# WORK INSTRUCTIONS:
Return each entry exactly, with none missing.

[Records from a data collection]
──────────
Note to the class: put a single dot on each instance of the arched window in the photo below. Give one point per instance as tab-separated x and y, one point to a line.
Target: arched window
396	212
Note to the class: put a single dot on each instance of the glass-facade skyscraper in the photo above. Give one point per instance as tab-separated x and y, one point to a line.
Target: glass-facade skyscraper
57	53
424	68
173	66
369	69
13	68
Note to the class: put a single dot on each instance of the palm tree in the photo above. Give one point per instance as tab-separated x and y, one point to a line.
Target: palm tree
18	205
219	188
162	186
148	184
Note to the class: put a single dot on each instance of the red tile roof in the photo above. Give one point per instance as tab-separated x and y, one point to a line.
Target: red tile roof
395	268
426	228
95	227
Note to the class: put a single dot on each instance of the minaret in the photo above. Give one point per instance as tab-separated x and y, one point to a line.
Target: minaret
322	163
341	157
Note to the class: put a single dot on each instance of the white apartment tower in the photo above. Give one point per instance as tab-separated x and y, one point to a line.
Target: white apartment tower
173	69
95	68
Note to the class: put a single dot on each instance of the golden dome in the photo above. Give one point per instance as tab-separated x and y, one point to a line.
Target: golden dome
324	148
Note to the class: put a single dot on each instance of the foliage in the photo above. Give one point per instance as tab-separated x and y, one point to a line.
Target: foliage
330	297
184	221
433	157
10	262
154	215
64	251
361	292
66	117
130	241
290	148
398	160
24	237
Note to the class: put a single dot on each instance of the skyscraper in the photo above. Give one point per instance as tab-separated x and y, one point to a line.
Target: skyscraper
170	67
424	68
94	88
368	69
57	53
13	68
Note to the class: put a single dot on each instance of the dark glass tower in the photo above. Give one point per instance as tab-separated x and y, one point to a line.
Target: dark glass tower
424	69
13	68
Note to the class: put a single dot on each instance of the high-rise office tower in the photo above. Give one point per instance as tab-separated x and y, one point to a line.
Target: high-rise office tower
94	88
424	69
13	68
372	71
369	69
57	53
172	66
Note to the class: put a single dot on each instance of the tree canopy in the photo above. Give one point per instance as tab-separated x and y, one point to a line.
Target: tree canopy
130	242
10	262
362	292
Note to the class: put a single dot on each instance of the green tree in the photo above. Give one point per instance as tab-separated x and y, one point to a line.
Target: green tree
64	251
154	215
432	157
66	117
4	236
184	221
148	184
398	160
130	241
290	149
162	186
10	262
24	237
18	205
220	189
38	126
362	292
──────────
# EXERCISE RESULT:
Note to the class: put a single dot on each instance of the arched window in the photo below. Give one point per instance as tab-separated x and y, one point to a line.
Target: arched window
396	212
Note to the class: put a single dot on each instance of the glass-facade skyscraper in the photo above. Give one point per instance as tab-separated x and y, one point to a line.
Target: glass-facade skyscraper
57	53
424	68
173	66
369	69
13	68
Note to the class: put a single dot on each instance of the palm tree in the photo above. Give one point per instance as tab-separated x and y, one point to a line.
Target: palm tree
18	205
219	188
162	186
148	184
Note to the class: put a single dot on each instance of the red tile roof in the photo above. Give one point per instance as tab-separated x and y, one point to a line.
Target: red tile roof
395	268
426	228
95	227
Note to the class: put a single dot on each instance of the minaret in the photo above. Give one point per instance as tab-separated x and y, one point to a line.
Target: minaret
322	163
341	157
Note to the class: put a single dot on each instance of the white apartment tower in the photo above. Give one point per instance as tab-separated x and y, one point to a line.
Target: white apartment tower
173	69
95	68
Note to the class: put a single dot on each instance of the golden dome in the photo above. Give one point per instance as tab-separated x and y, one point to a line.
Target: golden dome
324	148
Note to the class: put a single dot on each instance of the foliage in the photo above. Give one point per instance as tab-separated x and y, one point to a line.
Target: foliage
330	297
184	221
433	157
10	262
154	215
64	251
361	292
66	117
130	241
290	148
398	160
24	237
Note to the class: put a single dot on each instance of the skyscraper in the photo above. Give one point per instance as tab-separated x and y, one point to a line.
Target: skyscraper
170	67
424	68
94	88
368	69
57	53
13	68
Note to the class: put a single dot on each instance of the dark glass tower in the photo above. Give one point per instance as tab-separated x and y, one point to a line.
Target: dark glass tower
424	69
13	68
Note to the class: put a single dot on each instance of the high-rise office tower in the photo above. Give one point per instance as tab-separated x and y, one point to a line.
Target: high-rise office tower
94	88
424	69
13	68
372	71
369	69
57	53
172	66
Note to the class: put a single dot on each instance of the tree canopy in the photo above. Give one point per instance as tab-separated x and y, one point to a line.
Target: tree canopy
130	242
10	262
362	292
Note to the class: put a single dot on each instance of the green tree in the photo above. Give one point per instance as tab-separated x and y, one point to a line.
Target: green tree
64	251
154	215
432	157
66	117
4	236
184	221
148	184
398	160
130	241
290	149
162	186
10	262
24	237
18	205
220	189
38	126
362	292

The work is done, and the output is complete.